=== Text ===

ANTIANDROGEN DAY 44

Maybe, maybe not

Thursday and I wake to a morning meeting in 25 minutes. So its a coffee and straight in front of the laptop. The work meeting is with the team and we are briefed about the current updates. It looks like we might be able to begin to contemplate visiting services again. We agree a date to meet face to face for first time in two years. So in April there will be a trip to London. Strangely we end up talking about waking people up. It is a strange Kafkaesque world we live in sometimes. The meeting ends and I make myself a bacon bagel and open the parcel sent to me by my sister. It contains two beautiful books, one of poetry and one of evolutionary biology. They are hard back tomes in solid dust, they are truly classic books.

=== Data for analysis ===

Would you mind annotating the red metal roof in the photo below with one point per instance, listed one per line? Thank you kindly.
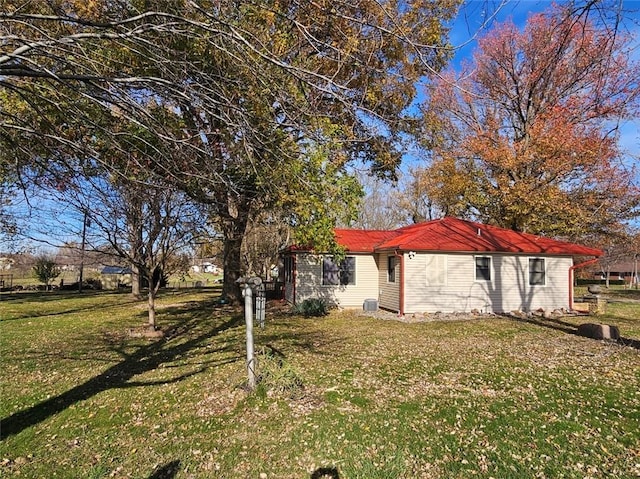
(362, 241)
(453, 235)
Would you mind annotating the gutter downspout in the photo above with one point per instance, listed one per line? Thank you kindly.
(400, 284)
(571, 270)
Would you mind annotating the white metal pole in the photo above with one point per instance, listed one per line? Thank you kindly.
(248, 318)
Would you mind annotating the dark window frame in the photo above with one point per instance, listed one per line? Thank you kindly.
(391, 269)
(482, 268)
(342, 274)
(537, 272)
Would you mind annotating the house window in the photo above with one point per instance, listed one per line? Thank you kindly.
(343, 273)
(537, 273)
(483, 268)
(288, 269)
(391, 269)
(436, 269)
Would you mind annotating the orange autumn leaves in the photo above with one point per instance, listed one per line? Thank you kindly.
(525, 136)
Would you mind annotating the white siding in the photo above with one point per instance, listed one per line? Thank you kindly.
(508, 289)
(309, 282)
(389, 297)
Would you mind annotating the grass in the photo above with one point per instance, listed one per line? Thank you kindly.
(344, 395)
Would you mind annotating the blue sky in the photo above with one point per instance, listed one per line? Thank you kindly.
(478, 14)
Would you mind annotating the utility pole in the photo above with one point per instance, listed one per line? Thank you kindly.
(247, 292)
(82, 247)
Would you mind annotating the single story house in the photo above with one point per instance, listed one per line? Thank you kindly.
(446, 265)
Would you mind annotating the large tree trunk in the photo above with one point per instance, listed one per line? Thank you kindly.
(152, 308)
(136, 280)
(233, 229)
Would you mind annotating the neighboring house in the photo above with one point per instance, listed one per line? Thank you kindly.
(627, 271)
(114, 277)
(446, 265)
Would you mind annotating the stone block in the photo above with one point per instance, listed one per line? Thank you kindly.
(599, 331)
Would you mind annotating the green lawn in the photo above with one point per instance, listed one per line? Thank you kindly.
(347, 395)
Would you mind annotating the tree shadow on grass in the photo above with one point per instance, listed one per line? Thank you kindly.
(569, 328)
(146, 357)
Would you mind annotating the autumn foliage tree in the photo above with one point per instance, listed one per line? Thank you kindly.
(525, 136)
(234, 93)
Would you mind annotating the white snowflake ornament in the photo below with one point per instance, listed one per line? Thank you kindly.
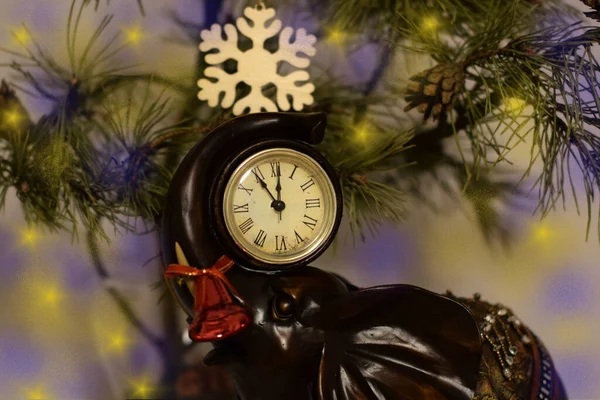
(257, 67)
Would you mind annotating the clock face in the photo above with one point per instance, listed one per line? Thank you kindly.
(279, 206)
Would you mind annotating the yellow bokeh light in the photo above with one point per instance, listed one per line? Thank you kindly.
(36, 393)
(134, 34)
(543, 234)
(514, 105)
(30, 237)
(337, 36)
(141, 388)
(430, 24)
(22, 36)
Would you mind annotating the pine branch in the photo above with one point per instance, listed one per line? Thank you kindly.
(157, 342)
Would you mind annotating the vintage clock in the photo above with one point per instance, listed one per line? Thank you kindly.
(256, 191)
(278, 202)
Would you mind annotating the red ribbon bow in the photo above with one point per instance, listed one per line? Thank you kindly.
(216, 314)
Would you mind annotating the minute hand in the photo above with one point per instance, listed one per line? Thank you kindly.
(264, 186)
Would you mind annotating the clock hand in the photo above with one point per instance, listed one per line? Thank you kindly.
(278, 188)
(264, 186)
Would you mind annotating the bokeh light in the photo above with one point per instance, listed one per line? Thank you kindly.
(337, 36)
(134, 35)
(22, 36)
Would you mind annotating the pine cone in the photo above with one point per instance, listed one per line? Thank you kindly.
(433, 91)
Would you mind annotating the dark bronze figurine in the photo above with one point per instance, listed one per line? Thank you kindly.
(301, 333)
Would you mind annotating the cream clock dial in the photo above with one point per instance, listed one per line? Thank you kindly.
(279, 206)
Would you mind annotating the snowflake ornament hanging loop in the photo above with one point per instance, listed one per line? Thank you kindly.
(257, 67)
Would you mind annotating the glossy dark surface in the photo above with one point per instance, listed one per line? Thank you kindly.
(188, 215)
(312, 337)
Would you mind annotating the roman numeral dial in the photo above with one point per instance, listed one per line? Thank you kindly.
(279, 206)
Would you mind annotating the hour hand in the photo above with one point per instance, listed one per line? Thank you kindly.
(264, 185)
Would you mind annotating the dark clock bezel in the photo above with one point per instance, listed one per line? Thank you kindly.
(222, 234)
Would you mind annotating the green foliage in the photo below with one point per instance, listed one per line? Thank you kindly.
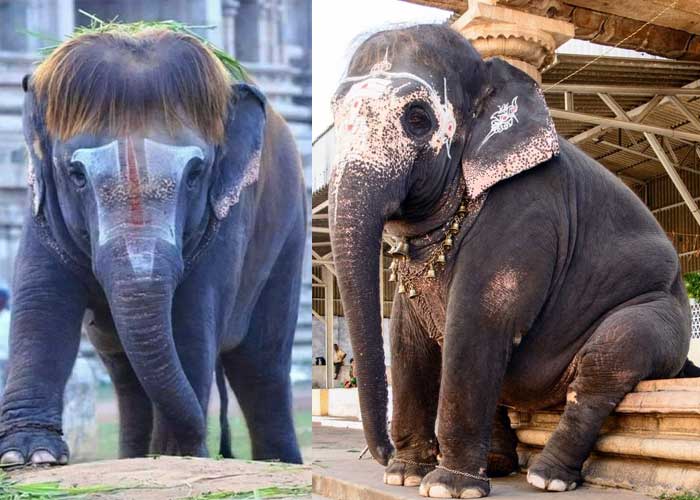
(268, 492)
(12, 490)
(692, 285)
(681, 496)
(97, 25)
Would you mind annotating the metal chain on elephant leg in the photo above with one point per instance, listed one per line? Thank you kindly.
(466, 474)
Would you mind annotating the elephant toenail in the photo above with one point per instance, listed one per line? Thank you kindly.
(411, 480)
(12, 458)
(536, 481)
(423, 489)
(439, 491)
(43, 457)
(393, 479)
(557, 485)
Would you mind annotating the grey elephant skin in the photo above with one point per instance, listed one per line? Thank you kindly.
(168, 219)
(531, 275)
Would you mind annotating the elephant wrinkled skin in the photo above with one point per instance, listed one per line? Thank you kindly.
(168, 219)
(533, 276)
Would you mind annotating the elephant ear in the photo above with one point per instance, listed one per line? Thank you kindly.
(38, 145)
(238, 160)
(512, 130)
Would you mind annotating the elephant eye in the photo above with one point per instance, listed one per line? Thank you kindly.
(417, 120)
(76, 172)
(195, 167)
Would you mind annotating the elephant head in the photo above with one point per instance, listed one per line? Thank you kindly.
(418, 115)
(139, 145)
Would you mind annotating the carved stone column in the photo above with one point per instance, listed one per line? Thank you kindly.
(526, 41)
(229, 9)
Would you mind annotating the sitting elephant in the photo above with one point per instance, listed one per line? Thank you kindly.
(528, 275)
(168, 219)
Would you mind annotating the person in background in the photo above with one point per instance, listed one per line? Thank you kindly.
(338, 359)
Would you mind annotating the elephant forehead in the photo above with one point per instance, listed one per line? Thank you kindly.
(371, 111)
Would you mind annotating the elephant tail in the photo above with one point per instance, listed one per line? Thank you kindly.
(225, 440)
(689, 370)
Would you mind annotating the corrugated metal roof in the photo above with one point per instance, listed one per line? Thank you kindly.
(622, 71)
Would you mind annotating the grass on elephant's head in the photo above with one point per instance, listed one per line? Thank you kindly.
(98, 25)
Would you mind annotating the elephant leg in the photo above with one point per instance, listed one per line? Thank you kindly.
(415, 374)
(607, 368)
(503, 457)
(48, 307)
(258, 368)
(197, 349)
(135, 408)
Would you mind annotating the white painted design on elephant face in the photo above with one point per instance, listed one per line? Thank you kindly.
(136, 193)
(368, 124)
(501, 292)
(502, 119)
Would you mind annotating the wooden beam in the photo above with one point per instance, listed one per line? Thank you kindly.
(673, 174)
(616, 123)
(569, 101)
(637, 114)
(686, 112)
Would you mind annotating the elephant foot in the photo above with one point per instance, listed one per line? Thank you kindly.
(501, 464)
(550, 476)
(406, 472)
(36, 447)
(444, 483)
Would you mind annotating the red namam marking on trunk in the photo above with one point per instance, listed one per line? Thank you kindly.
(134, 185)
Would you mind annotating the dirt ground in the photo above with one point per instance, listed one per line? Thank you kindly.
(168, 478)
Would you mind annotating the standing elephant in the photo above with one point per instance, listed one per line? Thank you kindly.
(528, 275)
(168, 219)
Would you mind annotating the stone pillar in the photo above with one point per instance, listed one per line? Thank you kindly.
(526, 41)
(230, 9)
(264, 31)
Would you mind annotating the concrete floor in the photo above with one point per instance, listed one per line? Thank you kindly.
(338, 474)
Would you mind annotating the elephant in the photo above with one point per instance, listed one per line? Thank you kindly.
(168, 222)
(528, 275)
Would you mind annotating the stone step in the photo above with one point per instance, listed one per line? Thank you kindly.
(651, 443)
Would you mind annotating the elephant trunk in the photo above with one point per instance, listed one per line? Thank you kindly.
(356, 235)
(139, 276)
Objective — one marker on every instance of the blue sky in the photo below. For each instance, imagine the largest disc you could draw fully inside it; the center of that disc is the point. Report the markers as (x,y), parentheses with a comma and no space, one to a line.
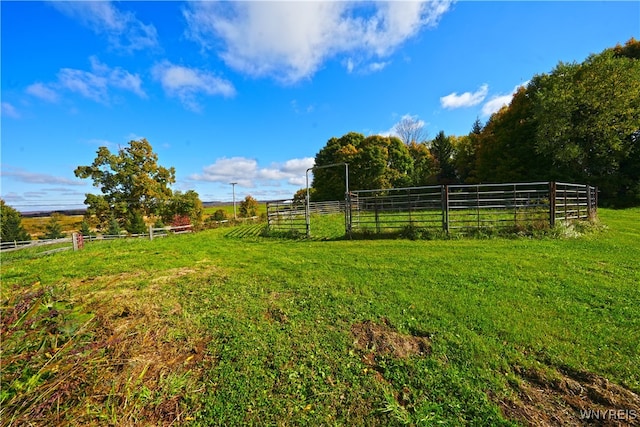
(249,92)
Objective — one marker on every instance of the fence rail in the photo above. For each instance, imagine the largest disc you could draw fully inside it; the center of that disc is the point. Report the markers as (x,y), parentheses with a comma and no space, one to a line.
(153,233)
(290,215)
(452,208)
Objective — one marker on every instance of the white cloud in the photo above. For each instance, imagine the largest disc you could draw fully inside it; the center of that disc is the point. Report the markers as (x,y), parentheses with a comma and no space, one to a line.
(95,84)
(22,175)
(186,83)
(499,101)
(9,110)
(42,91)
(419,127)
(247,173)
(467,99)
(122,29)
(289,41)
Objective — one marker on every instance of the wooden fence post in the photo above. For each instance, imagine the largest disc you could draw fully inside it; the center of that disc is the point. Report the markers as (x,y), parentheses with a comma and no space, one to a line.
(552,204)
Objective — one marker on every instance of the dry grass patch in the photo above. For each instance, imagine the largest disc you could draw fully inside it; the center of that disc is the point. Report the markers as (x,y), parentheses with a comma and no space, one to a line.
(100,351)
(568,398)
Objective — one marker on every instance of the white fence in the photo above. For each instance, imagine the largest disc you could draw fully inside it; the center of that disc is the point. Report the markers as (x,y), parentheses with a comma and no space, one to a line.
(77,240)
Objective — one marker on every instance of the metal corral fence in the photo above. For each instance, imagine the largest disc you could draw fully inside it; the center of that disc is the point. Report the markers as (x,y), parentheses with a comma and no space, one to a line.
(464,207)
(448,207)
(290,215)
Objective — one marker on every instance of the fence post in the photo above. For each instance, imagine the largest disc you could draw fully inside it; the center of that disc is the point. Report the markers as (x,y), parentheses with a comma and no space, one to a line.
(552,204)
(377,217)
(445,208)
(589,211)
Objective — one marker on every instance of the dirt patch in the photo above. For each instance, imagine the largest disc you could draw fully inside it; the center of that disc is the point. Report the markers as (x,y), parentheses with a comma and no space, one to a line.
(119,355)
(380,339)
(570,399)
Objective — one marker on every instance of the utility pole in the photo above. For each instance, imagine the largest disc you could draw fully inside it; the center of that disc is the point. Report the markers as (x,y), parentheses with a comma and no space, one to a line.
(233,186)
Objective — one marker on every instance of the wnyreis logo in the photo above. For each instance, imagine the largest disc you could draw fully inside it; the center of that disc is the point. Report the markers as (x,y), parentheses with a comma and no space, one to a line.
(609,414)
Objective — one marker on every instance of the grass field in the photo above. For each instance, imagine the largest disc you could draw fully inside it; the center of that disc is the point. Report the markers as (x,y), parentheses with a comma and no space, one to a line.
(225,327)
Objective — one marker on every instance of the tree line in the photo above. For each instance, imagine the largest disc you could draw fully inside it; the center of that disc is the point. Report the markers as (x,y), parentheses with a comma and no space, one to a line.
(579,123)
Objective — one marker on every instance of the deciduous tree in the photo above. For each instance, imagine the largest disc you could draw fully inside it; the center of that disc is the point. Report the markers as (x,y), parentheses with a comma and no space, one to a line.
(410,129)
(130,181)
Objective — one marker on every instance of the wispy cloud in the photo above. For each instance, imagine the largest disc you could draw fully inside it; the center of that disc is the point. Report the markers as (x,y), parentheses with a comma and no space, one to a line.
(22,175)
(466,99)
(498,101)
(122,29)
(43,91)
(9,110)
(95,84)
(290,41)
(187,83)
(246,172)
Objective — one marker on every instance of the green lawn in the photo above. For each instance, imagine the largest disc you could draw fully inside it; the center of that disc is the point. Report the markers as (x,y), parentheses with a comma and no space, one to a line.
(226,328)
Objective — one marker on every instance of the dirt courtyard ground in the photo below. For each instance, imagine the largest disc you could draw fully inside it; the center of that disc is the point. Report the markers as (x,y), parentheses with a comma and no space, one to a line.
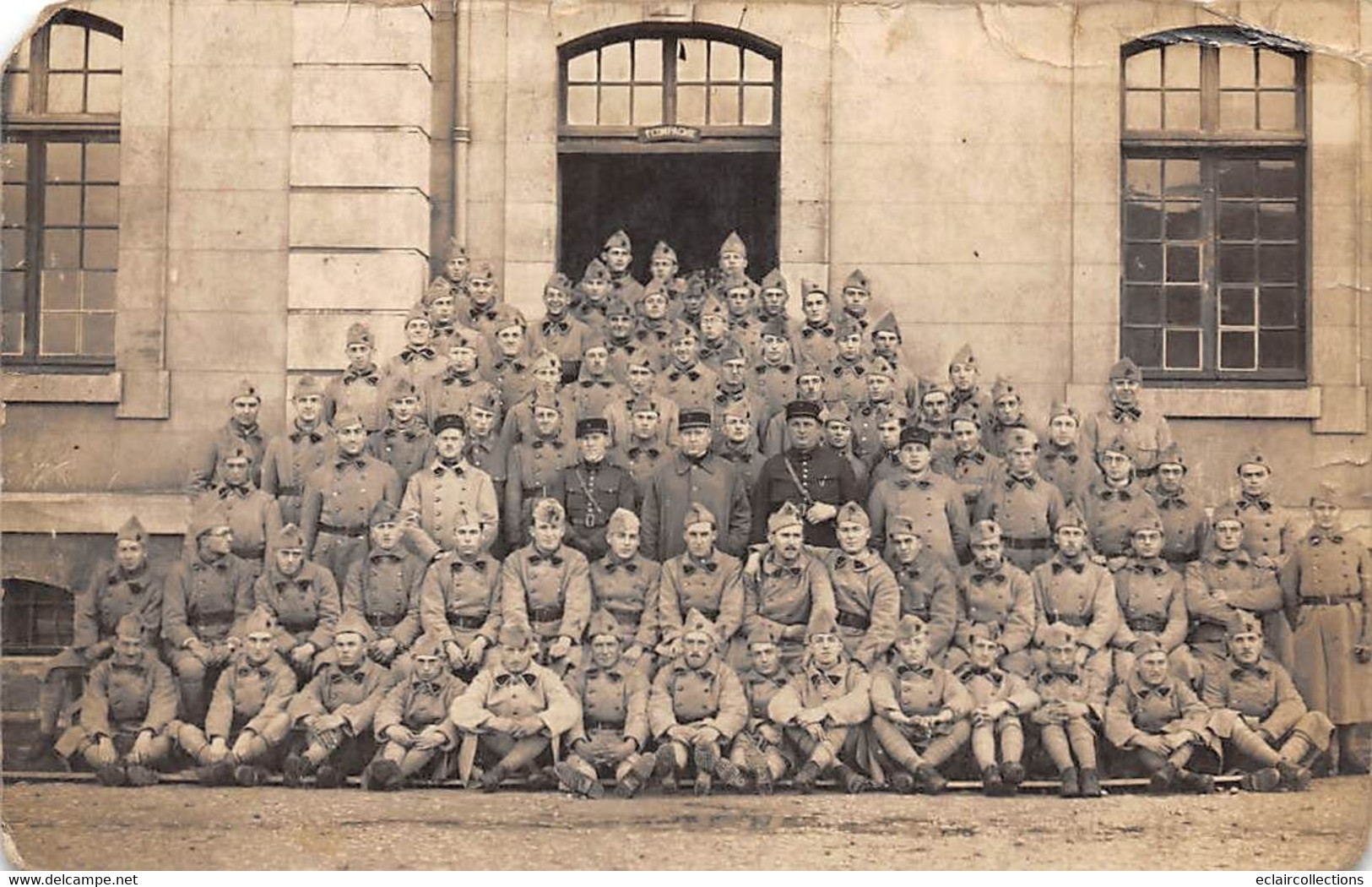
(84,827)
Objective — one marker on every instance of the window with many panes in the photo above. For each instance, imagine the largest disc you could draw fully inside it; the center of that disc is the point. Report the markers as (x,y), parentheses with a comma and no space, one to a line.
(713,79)
(59,223)
(1213,265)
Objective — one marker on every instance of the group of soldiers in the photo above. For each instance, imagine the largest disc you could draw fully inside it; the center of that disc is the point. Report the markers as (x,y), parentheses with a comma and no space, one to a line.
(670,533)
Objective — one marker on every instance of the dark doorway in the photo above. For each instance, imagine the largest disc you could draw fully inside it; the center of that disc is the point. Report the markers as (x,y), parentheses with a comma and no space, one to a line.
(691,201)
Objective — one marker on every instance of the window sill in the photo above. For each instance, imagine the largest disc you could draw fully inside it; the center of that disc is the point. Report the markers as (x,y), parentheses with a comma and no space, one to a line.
(61,388)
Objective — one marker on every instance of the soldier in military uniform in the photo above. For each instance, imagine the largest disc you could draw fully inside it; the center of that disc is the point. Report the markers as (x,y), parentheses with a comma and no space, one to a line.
(1157,720)
(127,585)
(515,709)
(1060,461)
(1152,603)
(612,731)
(1145,434)
(247,720)
(1261,717)
(919,711)
(932,500)
(702,579)
(127,710)
(626,585)
(303,599)
(999,700)
(291,458)
(821,709)
(1185,520)
(1327,595)
(241,433)
(460,601)
(999,595)
(807,474)
(695,709)
(384,586)
(412,724)
(339,498)
(405,441)
(202,597)
(446,487)
(333,715)
(546,586)
(1071,702)
(358,390)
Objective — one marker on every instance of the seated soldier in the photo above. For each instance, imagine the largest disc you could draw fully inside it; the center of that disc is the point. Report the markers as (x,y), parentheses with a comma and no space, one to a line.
(412,721)
(1157,720)
(460,601)
(821,707)
(998,593)
(612,729)
(384,586)
(919,711)
(700,579)
(546,586)
(1258,713)
(116,590)
(759,750)
(127,711)
(303,599)
(626,585)
(333,715)
(1071,704)
(696,705)
(1001,698)
(515,709)
(247,718)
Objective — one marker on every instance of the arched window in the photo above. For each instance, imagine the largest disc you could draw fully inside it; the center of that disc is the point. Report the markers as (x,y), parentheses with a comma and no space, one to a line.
(713,81)
(61,208)
(1213,206)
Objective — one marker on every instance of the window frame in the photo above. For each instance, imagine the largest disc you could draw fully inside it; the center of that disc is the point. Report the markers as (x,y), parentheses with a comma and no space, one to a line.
(1209,144)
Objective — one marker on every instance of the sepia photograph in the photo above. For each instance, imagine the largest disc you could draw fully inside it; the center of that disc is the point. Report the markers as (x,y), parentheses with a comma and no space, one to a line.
(682,434)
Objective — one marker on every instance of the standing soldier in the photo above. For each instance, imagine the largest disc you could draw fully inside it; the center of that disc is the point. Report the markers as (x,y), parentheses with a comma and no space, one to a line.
(247,718)
(127,710)
(241,433)
(447,491)
(790,590)
(1327,590)
(412,726)
(405,441)
(460,601)
(625,585)
(693,476)
(291,458)
(546,586)
(202,599)
(592,487)
(303,601)
(515,709)
(821,709)
(339,498)
(695,709)
(358,390)
(808,474)
(1060,461)
(702,580)
(384,586)
(1024,504)
(614,726)
(129,585)
(1185,522)
(1145,434)
(333,715)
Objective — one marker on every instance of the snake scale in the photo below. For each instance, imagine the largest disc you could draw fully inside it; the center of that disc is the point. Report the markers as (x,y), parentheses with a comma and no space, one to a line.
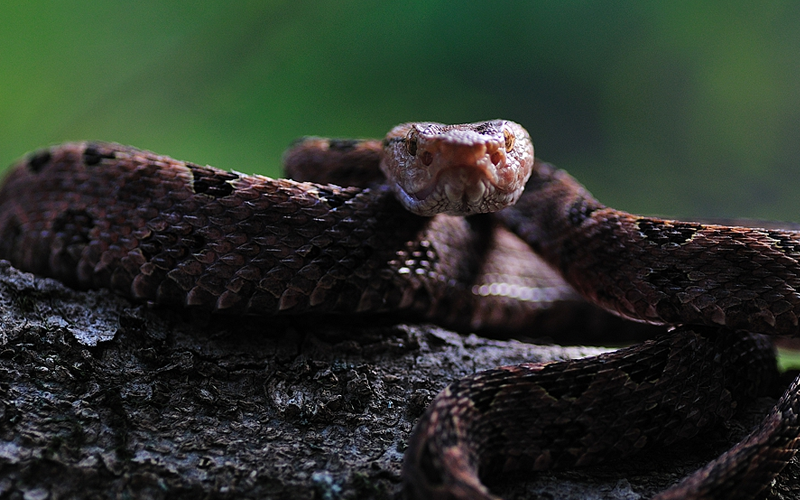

===

**Exercise**
Copy the part of the antiandrogen diary entry from "Thursday and I" up to and including "truly classic books.".

**Output of the exercise**
Thursday and I wake to a morning meeting in 25 minutes. So its a coffee and straight in front of the laptop. The work meeting is with the team and we are briefed about the current updates. It looks like we might be able to begin to contemplate visiting services again. We agree a date to meet face to face for first time in two years. So in April there will be a trip to London. Strangely we end up talking about waking people up. It is a strange Kafkaesque world we live in sometimes. The meeting ends and I make myself a bacon bagel and open the parcel sent to me by my sister. It contains two beautiful books, one of poetry and one of evolutionary biology. They are hard back tomes in solid dust, they are truly classic books.